[Consigne 1]
Répondez à ces questions sur l'extrait :
(a) Quelle terre rêvée les migrants bloqués à Calais veulent-ils rejoindre ?
(b) Quel pays a réservé à cette multitude un accueil jugé trop généreux ?
(c) Quelle particularité l'extrait attribue-t-il aux migrants et aux réfugiés ?
[Consigne 2] Recopiez à l'identique le passage de l'extrait situé entre « Car les migrants, les » et « rendue quasiment inconcevable. », ces deux bornes incluses.

[Extrait fourni]
===============

Il y a des inactions scandaleuses et des erreurs graves qui justifient qu’on s’en prenne au pouvoir, qu’il soit de droite ou de gauche. On est fondé à l’incriminer quand l’issue heureuse, efficace ne dépend que de lui et que le citoyen est furieux de le voir emprunter de fausses routes.Mais pour les réfugiés, les migrants de la « jungle » de Calais ou d’ailleurs, qui peut de bonne foi être dupe des discours et des propos péremptoires et ne pas avoir conscience de l’infinie complexité et détresse des situations, des existences, des exils, des déracinements, de la misère et de l’abandon de ces être venus dans nos pays, jetés parmi nous.
Les médias, parfois avec un catastrophisme visant à leur donner bonne conscience comme si décrire et dénoncer étaient déjà entreprendre et lutter, n’ont jamais lésiné sur les tragédies souvent mortelles, les désastres humains, le cynisme et l’appétit du gain des passeurs, les familles éclatées, séparées, les enfants délaissés, les conditions d’hébergement lamentables, la quotidienneté difficile, douloureuse de cette multitude dont une minorité a bien mal payé l’accueil trop généreux que lui a réservé l’Allemagne et qui est animée, bloquée à Calais pour le plus grand dam de ses habitants et de leur légitime tranquillité et sûreté, par l’unique désir de rejoindre sa terre rêvée, l’Angleterre
J’ai plutôt envie de saluer non pas tant ceux qui se penchent avec miséricorde sur toutes ces destinées ballotées – ces associations humanitaires sont faites pour cela, elles le font très bien et il n’est pas nécessaire en plus qu’elles accablent les politiques ! – mais les autorités qui, à tous les niveaux, sont confrontées à cet inextricable rébus humain et qui tentent, le moins mal possible, de trouver des solutions.
Car les migrants, les réfugiés ont cette particularité d’avoir une faiblesse qui est leur force. Leur puissance est d’être protégés par l’humanité défaite, désarmée, fragilisée qu’ils incarnent et la mission politique est, à cause de cette domination par le coeur et la compassion, rendue quasiment inconcevable.

===============

[Données fournies]

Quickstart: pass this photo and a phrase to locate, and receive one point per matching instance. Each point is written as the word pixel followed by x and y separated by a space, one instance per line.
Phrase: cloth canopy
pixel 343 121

===============

[Réponse complète 1]
(a) L'Angleterre.
(b) L'Allemagne.
(c) Ils ont une faiblesse qui est leur force.

[Réponse complète 2]
Car les migrants, les réfugiés ont cette particularité d’avoir une faiblesse qui est leur force. Leur puissance est d’être protégés par l’humanité défaite, désarmée, fragilisée qu’ils incarnent et la mission politique est, à cause de cette domination par le coeur et la compassion, rendue quasiment inconcevable.